MATERIAL PROVIDED
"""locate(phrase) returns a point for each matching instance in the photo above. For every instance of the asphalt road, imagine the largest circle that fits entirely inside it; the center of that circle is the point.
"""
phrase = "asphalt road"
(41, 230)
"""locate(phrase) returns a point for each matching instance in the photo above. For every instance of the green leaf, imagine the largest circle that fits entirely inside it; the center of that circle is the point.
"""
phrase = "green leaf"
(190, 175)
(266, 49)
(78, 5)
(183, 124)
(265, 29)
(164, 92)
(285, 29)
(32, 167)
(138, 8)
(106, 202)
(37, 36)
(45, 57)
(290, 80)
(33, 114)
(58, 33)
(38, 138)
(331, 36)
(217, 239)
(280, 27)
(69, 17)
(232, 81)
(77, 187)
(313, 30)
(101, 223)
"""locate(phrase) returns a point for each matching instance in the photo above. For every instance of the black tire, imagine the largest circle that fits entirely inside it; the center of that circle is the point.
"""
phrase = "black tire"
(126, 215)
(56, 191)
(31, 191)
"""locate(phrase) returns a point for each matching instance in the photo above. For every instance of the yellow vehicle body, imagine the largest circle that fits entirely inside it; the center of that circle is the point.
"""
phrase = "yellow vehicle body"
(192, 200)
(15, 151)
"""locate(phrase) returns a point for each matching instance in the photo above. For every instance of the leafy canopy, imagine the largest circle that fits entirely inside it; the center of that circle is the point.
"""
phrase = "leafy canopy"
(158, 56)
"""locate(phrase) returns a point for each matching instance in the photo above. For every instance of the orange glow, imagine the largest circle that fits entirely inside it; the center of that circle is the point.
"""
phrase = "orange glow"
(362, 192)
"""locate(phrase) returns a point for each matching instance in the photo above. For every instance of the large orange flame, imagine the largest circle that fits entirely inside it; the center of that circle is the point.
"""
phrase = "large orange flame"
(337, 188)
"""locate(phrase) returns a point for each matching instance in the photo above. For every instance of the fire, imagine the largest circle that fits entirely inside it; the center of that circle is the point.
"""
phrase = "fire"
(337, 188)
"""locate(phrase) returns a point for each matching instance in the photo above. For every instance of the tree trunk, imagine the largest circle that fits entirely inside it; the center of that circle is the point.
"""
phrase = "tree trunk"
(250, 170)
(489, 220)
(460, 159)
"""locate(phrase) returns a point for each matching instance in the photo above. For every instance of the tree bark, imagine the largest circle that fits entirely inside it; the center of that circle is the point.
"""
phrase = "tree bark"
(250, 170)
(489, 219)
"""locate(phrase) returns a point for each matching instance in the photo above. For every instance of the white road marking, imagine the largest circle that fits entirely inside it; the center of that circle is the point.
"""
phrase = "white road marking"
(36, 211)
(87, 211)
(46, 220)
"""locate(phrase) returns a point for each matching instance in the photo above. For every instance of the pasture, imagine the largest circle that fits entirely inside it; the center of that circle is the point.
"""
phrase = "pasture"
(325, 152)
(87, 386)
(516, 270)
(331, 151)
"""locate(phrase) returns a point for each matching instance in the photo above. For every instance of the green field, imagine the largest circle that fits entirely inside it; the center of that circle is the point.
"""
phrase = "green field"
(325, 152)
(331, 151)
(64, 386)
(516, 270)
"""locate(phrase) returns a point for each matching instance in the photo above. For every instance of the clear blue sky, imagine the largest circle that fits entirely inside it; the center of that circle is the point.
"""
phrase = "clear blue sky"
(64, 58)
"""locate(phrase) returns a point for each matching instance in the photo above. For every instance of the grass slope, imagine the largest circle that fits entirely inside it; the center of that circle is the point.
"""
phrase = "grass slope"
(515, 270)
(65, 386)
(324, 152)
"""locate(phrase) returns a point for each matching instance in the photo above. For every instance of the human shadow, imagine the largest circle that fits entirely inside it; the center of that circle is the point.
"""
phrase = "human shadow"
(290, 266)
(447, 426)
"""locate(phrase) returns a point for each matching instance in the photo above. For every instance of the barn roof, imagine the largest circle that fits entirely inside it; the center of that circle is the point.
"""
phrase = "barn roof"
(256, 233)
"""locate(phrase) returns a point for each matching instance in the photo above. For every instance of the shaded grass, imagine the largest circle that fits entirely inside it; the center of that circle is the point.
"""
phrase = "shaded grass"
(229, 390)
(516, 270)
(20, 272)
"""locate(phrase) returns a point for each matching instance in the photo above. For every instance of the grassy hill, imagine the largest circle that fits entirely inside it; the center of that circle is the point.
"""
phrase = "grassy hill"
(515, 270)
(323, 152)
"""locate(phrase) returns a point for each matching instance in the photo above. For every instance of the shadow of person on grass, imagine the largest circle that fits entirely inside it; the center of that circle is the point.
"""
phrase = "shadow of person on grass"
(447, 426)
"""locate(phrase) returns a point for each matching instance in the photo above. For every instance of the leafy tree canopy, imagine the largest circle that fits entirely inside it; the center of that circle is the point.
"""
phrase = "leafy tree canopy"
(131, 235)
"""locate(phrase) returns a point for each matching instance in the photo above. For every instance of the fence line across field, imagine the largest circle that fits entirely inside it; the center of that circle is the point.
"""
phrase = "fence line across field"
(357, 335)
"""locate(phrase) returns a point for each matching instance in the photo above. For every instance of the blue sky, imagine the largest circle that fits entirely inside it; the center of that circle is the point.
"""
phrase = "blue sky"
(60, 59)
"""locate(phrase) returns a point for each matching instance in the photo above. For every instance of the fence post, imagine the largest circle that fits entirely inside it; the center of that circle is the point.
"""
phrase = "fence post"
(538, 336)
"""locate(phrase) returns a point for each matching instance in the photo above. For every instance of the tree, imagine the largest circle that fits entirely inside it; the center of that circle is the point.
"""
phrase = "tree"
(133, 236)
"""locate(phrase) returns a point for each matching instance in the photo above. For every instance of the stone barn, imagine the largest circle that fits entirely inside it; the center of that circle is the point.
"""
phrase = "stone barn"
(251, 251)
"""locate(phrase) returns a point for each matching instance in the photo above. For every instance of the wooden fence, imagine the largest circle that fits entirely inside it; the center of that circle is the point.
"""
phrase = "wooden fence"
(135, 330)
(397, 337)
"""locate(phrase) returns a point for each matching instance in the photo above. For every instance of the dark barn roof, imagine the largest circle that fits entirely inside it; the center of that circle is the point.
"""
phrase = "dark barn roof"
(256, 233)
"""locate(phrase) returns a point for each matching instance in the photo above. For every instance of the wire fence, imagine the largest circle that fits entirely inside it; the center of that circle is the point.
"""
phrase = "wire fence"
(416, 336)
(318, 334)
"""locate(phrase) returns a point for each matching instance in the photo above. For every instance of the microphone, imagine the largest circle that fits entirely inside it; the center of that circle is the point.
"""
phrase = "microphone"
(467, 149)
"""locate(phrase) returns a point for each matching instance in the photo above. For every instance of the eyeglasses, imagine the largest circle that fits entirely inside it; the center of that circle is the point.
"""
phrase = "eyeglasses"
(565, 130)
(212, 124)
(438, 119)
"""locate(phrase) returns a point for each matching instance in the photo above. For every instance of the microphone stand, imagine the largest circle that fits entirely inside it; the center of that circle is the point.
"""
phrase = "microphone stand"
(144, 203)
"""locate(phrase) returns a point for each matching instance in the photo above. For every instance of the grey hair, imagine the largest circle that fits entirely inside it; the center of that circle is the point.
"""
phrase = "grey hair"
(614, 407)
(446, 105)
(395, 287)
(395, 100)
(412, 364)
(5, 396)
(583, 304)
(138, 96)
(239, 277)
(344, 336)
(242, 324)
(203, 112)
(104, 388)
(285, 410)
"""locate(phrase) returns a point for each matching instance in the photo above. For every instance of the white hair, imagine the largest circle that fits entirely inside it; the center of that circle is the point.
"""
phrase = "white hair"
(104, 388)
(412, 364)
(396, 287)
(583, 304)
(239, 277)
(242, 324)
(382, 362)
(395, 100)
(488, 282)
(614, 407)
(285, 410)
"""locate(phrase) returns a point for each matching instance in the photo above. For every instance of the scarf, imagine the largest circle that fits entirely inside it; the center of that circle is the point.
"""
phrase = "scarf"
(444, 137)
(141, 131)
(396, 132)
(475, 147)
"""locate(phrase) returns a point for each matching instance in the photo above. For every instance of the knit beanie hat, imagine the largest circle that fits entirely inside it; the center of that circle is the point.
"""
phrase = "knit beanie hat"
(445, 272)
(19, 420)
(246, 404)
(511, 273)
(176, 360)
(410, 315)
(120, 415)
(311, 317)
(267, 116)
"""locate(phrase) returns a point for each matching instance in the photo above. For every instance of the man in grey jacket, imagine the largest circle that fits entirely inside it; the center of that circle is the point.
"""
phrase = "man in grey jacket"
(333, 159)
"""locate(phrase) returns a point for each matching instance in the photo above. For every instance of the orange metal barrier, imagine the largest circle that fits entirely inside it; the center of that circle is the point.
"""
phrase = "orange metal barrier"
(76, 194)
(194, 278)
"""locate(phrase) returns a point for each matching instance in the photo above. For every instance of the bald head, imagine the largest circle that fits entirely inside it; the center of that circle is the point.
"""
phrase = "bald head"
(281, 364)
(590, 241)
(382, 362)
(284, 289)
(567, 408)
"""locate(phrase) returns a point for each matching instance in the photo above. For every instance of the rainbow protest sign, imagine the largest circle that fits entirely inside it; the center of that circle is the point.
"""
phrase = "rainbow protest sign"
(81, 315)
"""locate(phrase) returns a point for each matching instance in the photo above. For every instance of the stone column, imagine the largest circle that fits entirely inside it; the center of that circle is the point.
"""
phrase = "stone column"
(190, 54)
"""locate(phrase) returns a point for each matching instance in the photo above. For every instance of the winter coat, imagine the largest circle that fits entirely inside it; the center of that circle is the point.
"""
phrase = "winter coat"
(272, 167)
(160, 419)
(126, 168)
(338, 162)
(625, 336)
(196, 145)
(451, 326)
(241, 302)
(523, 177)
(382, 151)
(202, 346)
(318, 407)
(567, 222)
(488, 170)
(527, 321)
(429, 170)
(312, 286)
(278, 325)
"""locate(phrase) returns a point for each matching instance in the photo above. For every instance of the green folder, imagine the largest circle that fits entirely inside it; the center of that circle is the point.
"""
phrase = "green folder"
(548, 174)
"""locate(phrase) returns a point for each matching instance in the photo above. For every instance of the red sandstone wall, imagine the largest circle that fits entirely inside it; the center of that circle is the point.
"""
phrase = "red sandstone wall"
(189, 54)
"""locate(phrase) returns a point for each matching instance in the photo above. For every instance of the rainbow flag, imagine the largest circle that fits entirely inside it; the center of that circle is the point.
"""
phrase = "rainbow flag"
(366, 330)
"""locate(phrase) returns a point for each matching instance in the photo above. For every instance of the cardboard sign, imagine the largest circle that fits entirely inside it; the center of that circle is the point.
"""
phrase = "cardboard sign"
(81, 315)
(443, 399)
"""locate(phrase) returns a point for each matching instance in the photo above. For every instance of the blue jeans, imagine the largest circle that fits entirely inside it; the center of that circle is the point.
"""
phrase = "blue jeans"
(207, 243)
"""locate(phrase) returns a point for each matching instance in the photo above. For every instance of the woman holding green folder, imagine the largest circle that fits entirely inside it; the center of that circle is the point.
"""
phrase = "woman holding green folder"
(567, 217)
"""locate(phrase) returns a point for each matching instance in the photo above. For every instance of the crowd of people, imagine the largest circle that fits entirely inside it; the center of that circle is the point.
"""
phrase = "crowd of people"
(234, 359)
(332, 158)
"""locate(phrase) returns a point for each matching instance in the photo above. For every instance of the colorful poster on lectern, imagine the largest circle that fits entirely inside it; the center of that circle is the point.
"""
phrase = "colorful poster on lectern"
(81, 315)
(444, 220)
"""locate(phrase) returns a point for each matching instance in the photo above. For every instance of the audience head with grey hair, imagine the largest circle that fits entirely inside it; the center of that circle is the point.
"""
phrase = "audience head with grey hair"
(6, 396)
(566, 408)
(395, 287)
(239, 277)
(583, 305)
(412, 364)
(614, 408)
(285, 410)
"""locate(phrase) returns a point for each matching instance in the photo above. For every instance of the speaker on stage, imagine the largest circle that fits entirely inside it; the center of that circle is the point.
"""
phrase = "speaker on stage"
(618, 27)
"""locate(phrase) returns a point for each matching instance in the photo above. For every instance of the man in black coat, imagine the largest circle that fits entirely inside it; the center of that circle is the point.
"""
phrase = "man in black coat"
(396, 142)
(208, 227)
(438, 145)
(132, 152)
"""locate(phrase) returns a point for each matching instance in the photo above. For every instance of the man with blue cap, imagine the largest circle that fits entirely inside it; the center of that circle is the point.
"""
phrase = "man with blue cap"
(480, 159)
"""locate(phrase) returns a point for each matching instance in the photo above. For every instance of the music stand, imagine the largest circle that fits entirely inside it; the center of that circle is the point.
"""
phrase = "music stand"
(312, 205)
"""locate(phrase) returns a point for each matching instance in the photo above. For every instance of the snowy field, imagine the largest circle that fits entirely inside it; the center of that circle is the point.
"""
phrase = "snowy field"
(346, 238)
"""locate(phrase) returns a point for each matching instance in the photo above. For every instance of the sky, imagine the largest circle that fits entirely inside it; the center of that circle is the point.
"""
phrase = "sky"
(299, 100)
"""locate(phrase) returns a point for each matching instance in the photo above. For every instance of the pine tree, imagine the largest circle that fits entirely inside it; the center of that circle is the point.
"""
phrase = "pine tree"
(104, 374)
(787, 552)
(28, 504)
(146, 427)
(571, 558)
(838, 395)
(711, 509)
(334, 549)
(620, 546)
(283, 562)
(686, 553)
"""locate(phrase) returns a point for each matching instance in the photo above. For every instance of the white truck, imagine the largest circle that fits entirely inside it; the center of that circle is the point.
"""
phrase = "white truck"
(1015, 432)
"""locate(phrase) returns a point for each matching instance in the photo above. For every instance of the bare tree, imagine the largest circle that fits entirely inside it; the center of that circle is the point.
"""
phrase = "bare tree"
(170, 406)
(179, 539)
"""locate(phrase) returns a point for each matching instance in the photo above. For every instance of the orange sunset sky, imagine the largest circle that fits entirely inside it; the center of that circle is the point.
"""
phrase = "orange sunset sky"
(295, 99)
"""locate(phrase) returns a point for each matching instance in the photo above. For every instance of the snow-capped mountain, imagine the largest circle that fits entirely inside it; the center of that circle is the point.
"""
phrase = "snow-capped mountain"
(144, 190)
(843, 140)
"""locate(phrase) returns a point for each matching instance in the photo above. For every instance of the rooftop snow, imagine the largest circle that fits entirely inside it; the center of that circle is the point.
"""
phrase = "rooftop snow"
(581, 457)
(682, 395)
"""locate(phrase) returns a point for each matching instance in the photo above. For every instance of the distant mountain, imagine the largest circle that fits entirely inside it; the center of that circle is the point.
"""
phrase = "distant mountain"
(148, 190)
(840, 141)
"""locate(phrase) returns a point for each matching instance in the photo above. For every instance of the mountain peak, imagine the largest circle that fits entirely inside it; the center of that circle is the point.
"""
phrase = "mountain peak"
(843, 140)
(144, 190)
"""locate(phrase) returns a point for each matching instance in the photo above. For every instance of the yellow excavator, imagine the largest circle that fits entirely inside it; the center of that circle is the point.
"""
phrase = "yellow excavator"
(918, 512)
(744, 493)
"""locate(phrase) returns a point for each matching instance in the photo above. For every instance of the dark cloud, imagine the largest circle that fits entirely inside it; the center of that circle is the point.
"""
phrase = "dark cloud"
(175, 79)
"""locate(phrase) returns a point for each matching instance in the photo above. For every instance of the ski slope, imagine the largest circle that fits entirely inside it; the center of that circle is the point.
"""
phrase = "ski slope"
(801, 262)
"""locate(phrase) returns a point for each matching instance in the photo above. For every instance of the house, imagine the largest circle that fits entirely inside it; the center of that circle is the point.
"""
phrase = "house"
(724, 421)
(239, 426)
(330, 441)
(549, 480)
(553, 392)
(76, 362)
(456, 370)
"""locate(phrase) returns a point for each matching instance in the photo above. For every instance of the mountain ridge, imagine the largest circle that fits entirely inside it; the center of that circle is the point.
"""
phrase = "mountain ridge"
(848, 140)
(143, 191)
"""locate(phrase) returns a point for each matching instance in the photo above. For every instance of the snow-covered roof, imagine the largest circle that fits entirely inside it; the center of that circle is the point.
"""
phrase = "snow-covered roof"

SHORT PROBLEM
Reproduce every row verbatim, starting at the line that contains "dark cloud, imagine" and continuing through the final row, with both ends included.

REPLY
"""locate(phrase) returns a point for each matching instance in the photo above. For every instance of the dark cloud, imagine the largest circle that fits entirely inside it; the center of that circle is the point.
"""
phrase = "dark cloud"
(175, 79)
"""locate(phrase) returns a point for each matching instance in the photo above. For every instance of the ski slope, imagine the largest circle that fits entirely inside it; the center of that circle is the point.
"""
phrase = "ski slope"
(801, 262)
"""locate(phrase) returns a point for each matching instance in the photo above. For every instance of the house, imagine the largest circle that fits entirely inside it; the center of that circle is the point.
"""
phrase = "house"
(724, 421)
(239, 426)
(330, 441)
(549, 480)
(553, 392)
(76, 362)
(456, 370)
"""locate(phrase) returns a point for each matching instance in the photo above. For every instance of the mountain ridge, imagine the largest circle that fits entirely inside it; the center of that circle is the point.
"""
phrase = "mountain ridge"
(848, 140)
(143, 191)
"""locate(phrase) returns a point for each matching instance in the photo above. For every instance of the snow-covered roof, imagine the largest circle that fits entirely inside it; the center of that circle is the point.
"""
phrase = "snow-covered roof"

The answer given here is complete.